** Opening Document section block **

General characteristics
- Class & type: Vésuve-class gunbrig
- Tons burthen: 158 (bm)
- Length: Overall:74 ft 2+1⁄2 in (22.6 m); Keel:59 ft 8+3⁄4 in (18.2 m);
- Beam: 22 ft 3+5⁄8 in (6.8 m)
- Depth of hold: 7 ft 5 in (2.3 m)
- Complement: French navy:82; Royal Navy:55;
- Armament: French navy:; 4 × 18-pounder long guns ; 6 × 36-pounder brass carronades; Royal Navy:; Upper deck: 10 × 32–pounder carronades; QD:2 × 18-pounder guns;

= HMS Eclipse (1804) =

Brig of the Royal Navy

HMS Eclipse was a French Navy Vésuve-class brick-canonnier or chaloupe-canonnière, (gunbrig) launched at Saint-Malo in 1793 as Volage. She was renamed Venteux in 1795 (possibly also Vérité on 30 May 1795, although this might have been a second ship of the same name. The British Royal Navy captured her in 1803 and took her into service as HMS Eagle, but then renamed her HMS Eclipse in 1804. She had a completely unremarkable career before the Navy sold her in 1807.

==French Navy==
Between 23 September 1793 and 17 December, Volage was under the command of lieutenant de vaisseau Corouge. She was stationed at Paimpol and her role was escorting convoys between Saint-Malo and Brest.

Between 12 February 1794 and 11 June she was still under Corouge's command and escorting convoys between Saint-Malo and Brest. She was variously stationed at Saint-Malo Roads, Aber Wrac'h, the Chausey islands, and the Bay of Cancale. Corouge's successor, at least until 23 December 1794, was enseigne de vaisseau Le Gonidec.

22 March 1795 and 3 May, Volage, under the command of now lieutenant de vaisseau Le Gonidec, cruised the bay of Saint-Brieuc before returning to Saint-Malo. In May 1795, she departed Brest to transfer to Guadeloupe. In April 1798, she was based at Saint Malo and used to escort convoys.

** Closing Document section block **
** Opening Given records block **

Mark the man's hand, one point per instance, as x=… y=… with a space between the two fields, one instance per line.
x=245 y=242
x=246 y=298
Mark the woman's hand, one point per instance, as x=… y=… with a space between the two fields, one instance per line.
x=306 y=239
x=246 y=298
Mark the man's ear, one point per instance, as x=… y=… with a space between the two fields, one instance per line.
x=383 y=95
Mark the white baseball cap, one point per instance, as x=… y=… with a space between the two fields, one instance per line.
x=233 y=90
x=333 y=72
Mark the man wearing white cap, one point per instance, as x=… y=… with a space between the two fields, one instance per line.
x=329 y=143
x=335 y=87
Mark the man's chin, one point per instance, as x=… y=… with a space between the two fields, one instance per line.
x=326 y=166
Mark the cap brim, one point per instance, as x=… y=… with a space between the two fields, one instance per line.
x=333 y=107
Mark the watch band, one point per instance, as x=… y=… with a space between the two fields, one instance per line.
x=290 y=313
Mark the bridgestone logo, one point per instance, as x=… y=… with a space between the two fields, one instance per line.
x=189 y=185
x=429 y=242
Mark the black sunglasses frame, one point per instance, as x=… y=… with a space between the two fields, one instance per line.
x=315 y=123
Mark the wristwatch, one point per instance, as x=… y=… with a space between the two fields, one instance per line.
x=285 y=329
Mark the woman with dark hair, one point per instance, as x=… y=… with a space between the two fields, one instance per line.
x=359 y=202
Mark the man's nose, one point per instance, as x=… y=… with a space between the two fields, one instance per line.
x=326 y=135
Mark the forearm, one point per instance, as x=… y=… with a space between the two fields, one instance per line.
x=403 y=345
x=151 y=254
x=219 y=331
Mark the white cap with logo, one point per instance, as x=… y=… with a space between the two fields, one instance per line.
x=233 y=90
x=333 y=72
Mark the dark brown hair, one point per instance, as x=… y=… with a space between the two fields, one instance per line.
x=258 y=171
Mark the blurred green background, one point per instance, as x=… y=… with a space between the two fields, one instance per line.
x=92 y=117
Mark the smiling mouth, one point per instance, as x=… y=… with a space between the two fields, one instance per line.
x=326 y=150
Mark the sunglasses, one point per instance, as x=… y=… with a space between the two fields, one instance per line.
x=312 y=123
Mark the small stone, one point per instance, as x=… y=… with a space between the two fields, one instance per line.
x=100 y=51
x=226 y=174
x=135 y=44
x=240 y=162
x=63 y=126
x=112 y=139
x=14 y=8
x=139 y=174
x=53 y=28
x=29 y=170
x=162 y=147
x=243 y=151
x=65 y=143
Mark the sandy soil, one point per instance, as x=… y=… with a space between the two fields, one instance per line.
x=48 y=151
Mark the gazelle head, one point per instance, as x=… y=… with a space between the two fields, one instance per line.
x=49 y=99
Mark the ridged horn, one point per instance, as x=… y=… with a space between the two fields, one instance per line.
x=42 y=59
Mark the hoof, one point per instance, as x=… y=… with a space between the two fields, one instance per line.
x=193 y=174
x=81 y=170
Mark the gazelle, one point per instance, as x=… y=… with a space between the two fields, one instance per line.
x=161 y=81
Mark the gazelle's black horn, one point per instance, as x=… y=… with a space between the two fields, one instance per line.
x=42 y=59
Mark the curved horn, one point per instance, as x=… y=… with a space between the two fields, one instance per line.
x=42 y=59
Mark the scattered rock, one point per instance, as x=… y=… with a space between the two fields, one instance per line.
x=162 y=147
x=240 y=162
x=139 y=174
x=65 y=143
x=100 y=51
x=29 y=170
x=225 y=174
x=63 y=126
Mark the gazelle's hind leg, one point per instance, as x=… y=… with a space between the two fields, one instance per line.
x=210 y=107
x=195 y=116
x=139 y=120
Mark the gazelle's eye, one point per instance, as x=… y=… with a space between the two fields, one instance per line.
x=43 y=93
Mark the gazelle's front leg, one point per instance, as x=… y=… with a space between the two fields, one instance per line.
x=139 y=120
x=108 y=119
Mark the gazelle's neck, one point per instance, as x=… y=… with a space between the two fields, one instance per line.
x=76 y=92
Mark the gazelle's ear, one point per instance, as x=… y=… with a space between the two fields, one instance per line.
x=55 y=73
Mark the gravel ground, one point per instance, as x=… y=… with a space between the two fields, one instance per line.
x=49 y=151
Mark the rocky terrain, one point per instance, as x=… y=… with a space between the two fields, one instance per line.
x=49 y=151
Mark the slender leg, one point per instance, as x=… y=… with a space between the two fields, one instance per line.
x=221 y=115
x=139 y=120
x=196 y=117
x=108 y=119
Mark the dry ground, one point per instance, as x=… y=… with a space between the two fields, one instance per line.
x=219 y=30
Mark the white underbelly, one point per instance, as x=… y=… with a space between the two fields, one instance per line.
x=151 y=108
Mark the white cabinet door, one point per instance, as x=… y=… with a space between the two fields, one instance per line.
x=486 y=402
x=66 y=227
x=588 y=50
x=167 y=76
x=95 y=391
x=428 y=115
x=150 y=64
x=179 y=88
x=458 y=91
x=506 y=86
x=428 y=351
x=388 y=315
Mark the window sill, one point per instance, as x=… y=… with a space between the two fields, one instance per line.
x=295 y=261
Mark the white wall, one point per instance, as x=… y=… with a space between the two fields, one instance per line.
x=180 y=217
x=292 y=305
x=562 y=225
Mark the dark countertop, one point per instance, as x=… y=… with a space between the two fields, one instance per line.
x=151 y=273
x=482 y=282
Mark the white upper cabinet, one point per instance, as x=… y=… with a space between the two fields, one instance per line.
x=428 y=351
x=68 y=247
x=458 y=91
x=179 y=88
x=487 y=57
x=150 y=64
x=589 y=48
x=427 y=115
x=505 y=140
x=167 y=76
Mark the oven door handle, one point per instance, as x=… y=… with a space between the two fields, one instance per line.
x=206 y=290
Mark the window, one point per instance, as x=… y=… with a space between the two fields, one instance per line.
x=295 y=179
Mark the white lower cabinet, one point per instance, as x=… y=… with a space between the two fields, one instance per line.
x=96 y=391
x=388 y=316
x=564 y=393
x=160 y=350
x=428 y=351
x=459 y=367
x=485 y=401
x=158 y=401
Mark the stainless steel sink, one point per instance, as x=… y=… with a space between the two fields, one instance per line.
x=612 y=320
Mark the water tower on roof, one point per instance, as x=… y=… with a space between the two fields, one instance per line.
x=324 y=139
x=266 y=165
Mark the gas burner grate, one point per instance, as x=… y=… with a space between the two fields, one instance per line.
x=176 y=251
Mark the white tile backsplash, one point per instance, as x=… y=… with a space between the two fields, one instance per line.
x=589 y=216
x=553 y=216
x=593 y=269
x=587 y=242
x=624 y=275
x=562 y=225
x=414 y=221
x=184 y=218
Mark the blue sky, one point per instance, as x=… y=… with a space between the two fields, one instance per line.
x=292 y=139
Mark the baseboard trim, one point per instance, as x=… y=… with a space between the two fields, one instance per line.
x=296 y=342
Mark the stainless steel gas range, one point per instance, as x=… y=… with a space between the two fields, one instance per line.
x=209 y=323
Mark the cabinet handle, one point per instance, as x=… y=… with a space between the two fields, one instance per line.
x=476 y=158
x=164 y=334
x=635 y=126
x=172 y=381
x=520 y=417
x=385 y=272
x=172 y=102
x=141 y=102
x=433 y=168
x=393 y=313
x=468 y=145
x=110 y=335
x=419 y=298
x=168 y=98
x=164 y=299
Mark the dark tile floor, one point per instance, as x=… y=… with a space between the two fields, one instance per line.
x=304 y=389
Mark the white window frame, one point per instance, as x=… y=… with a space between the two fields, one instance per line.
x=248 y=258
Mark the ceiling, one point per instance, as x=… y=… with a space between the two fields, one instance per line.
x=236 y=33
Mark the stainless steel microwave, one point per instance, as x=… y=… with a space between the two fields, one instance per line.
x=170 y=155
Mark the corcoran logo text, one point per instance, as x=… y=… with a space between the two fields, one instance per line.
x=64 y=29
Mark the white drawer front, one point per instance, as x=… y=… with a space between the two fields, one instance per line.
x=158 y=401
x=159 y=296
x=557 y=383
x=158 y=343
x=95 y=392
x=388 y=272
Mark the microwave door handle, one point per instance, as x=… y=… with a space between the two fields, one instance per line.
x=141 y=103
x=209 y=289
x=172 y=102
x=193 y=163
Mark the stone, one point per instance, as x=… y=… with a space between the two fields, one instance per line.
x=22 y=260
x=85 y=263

** Closing Given records block **
** Opening Given records block **

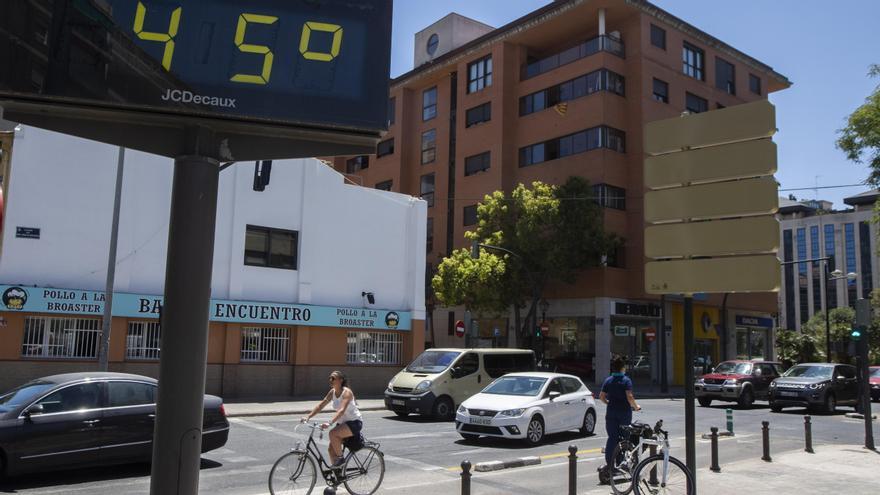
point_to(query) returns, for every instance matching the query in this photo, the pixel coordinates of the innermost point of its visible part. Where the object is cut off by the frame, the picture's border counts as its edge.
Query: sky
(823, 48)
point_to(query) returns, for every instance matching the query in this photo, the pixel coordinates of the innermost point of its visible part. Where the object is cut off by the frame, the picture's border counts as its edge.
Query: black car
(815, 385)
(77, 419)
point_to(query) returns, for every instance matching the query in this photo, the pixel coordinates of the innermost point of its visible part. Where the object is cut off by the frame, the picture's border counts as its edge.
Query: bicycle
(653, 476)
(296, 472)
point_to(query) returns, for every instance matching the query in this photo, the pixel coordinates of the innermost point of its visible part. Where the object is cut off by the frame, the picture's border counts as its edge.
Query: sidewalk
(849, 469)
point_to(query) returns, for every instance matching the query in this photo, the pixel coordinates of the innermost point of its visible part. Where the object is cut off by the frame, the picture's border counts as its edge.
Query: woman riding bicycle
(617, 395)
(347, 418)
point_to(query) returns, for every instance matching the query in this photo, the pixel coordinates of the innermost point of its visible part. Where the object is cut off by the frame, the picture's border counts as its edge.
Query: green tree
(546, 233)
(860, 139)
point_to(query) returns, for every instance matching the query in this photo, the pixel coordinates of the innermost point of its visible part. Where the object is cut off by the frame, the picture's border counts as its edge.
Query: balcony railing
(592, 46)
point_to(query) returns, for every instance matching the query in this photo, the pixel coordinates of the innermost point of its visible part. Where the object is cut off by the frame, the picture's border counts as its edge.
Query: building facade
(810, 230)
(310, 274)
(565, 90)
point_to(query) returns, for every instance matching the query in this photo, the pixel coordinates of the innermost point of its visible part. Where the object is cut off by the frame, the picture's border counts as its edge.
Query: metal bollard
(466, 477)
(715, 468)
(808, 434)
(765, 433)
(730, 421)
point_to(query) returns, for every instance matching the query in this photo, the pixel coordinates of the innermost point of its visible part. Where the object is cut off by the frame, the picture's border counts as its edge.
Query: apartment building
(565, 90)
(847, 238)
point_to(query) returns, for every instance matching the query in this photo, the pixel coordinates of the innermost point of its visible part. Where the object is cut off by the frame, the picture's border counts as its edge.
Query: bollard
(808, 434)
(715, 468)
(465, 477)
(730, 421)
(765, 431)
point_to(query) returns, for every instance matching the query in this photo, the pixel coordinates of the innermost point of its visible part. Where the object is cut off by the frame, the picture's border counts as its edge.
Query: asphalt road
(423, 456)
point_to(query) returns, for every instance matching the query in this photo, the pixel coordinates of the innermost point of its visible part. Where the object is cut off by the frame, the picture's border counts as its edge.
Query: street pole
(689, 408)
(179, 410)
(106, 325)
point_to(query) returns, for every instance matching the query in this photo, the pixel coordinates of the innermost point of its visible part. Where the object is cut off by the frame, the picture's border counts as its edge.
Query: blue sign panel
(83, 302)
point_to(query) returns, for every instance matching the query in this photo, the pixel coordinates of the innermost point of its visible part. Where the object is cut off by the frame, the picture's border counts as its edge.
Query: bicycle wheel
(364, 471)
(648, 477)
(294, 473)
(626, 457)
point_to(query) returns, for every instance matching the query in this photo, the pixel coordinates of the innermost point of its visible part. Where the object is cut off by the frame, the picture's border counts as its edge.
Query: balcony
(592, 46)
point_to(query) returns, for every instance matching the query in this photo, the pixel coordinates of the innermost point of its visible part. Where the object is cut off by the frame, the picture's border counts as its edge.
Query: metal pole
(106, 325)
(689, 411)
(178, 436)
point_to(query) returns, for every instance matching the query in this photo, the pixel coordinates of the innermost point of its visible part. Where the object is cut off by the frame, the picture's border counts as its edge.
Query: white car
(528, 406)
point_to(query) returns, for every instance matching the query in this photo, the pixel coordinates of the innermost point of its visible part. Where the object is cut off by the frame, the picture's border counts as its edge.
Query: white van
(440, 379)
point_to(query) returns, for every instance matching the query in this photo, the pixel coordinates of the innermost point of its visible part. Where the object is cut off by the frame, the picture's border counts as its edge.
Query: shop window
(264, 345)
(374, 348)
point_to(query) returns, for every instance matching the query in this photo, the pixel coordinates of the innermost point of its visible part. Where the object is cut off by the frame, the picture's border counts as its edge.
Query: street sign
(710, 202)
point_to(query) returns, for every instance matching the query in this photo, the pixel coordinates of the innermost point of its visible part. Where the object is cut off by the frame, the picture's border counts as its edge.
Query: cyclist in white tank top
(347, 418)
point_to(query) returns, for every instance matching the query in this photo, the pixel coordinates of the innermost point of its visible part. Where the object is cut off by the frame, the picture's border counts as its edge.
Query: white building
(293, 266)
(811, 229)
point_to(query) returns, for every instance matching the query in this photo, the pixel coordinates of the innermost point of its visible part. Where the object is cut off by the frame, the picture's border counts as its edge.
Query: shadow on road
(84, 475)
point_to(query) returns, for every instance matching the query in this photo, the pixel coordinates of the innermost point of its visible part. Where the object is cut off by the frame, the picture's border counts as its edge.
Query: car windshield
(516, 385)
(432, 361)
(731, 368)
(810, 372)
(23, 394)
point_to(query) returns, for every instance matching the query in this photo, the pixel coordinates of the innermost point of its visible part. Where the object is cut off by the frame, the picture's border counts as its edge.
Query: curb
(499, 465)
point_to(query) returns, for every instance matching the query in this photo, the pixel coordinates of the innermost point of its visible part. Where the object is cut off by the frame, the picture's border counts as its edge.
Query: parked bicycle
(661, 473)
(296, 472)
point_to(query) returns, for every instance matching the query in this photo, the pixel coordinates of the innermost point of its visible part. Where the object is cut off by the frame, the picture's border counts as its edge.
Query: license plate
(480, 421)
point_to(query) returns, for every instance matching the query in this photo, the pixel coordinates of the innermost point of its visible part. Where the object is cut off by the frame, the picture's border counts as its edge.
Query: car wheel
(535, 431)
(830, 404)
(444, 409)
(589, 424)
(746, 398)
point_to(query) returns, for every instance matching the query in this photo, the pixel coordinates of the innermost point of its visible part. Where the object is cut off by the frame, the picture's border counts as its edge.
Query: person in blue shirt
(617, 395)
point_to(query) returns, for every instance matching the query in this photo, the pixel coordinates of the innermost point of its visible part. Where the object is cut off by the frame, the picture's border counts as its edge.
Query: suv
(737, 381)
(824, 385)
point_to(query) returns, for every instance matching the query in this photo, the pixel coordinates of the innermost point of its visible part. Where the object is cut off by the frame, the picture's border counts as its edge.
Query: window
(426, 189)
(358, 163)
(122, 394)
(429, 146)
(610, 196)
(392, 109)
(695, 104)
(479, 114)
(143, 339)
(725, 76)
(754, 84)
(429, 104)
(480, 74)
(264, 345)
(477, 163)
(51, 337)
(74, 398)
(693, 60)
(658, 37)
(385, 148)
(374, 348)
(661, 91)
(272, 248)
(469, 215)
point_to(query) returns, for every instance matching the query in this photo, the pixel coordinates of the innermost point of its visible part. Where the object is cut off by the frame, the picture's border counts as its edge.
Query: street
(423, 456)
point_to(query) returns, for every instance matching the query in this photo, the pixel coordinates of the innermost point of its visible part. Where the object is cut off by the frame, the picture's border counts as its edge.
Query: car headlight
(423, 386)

** Closing Given records block **
** Opening Given records block **

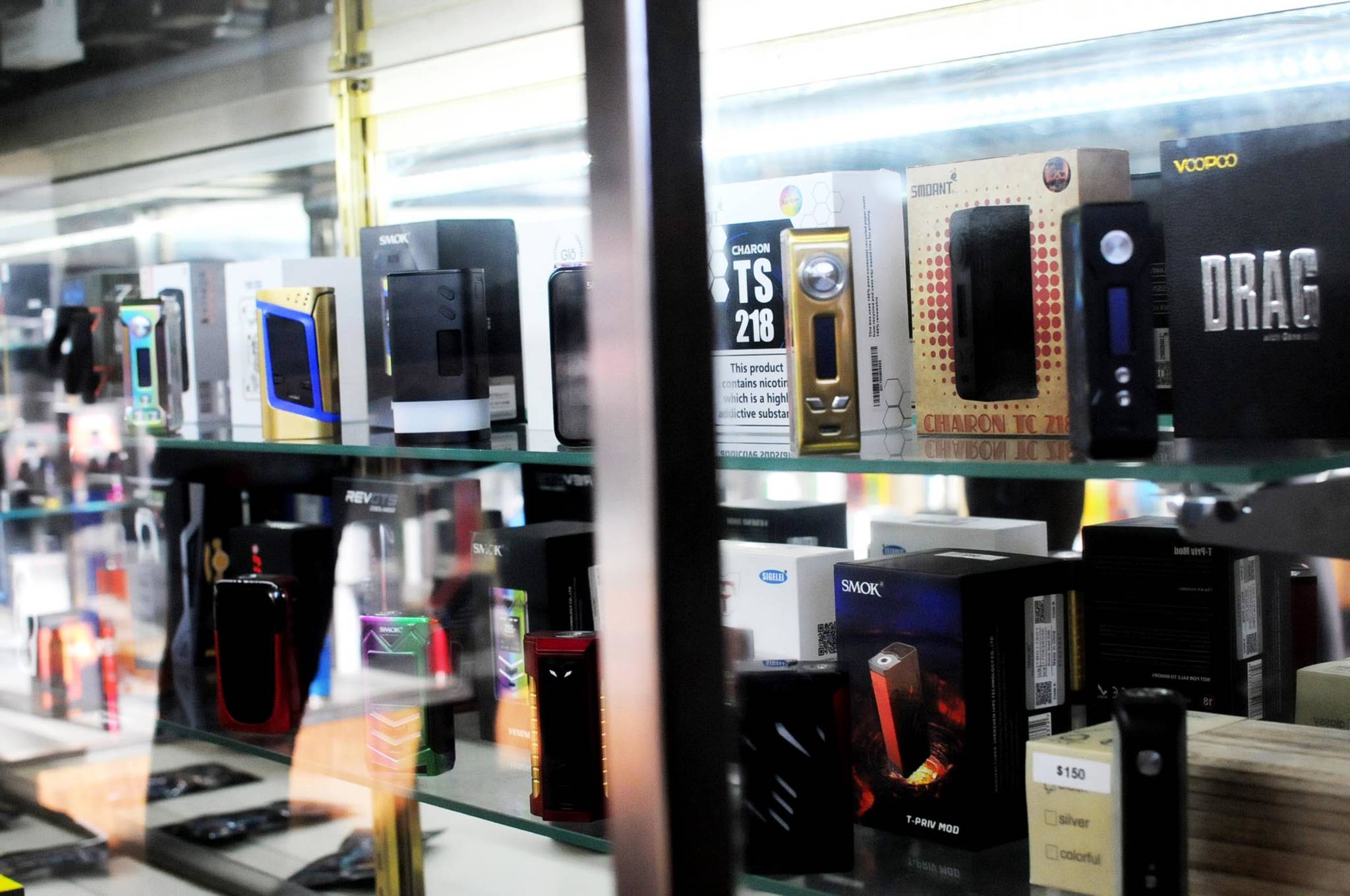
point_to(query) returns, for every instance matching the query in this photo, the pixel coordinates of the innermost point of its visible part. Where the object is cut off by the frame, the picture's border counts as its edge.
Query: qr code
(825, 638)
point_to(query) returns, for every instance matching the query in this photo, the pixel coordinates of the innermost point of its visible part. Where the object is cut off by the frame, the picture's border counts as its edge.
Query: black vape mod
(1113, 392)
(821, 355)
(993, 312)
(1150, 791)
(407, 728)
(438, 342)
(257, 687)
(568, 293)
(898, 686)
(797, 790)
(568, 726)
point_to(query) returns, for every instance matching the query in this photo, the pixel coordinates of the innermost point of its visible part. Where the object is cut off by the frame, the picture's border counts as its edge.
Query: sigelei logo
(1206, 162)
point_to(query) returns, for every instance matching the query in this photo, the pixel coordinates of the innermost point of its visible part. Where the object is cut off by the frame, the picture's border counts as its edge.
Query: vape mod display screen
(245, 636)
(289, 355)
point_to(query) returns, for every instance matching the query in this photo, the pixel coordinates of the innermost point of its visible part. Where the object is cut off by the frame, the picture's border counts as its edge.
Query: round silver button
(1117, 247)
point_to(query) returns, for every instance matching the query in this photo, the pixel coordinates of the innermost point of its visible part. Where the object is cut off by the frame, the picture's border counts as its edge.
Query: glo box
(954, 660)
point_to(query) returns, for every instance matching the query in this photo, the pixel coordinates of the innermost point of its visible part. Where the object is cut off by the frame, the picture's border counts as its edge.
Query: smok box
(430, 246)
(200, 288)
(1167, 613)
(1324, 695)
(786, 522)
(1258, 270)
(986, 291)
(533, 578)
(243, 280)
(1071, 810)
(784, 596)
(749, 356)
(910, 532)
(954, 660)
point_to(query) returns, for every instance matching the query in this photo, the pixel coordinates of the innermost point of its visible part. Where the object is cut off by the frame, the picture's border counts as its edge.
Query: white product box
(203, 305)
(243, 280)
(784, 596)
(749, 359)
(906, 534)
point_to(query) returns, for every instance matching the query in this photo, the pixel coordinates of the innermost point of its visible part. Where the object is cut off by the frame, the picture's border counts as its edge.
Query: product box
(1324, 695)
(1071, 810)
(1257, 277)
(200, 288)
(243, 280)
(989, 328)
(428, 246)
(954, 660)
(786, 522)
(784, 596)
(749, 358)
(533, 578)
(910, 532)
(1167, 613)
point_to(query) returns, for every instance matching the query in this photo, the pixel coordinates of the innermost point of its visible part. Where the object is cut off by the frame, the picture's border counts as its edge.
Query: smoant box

** Closing Given records block **

§ Required tasks
[1] In the HMS Eclipse text, where and in what year was Volage launched?
[2] Sum up the HMS Eclipse text in two sentences.
[3] Repeat everything in the HMS Eclipse text from "HMS Eclipse was" down to "her in 1807.".
You won't need the rows for any of this.

§ Responses to the exercise
[1] She was launched at Saint-Malo in 1793.

[2] HMS Eclipse was a French Vésuve-class gunbrig launched at Saint-Malo in 1793 as Volage and renamed Venteux in 1795. The Royal Navy captured her in 1803, renamed her Eclipse in 1804, and sold her in 1807, while in French service she had mostly escorted convoys between Saint-Malo and Brest.

[3]
HMS Eclipse was a French Navy Vésuve-class brick-canonnier or chaloupe-canonnière, (gunbrig) launched at Saint-Malo in 1793 as Volage. She was renamed Venteux in 1795 (possibly also Vérité on 30 May 1795, although this might have been a second ship of the same name. The British Royal Navy captured her in 1803 and took her into service as HMS Eagle, but then renamed her HMS Eclipse in 1804. She had a completely unremarkable career before the Navy sold her in 1807.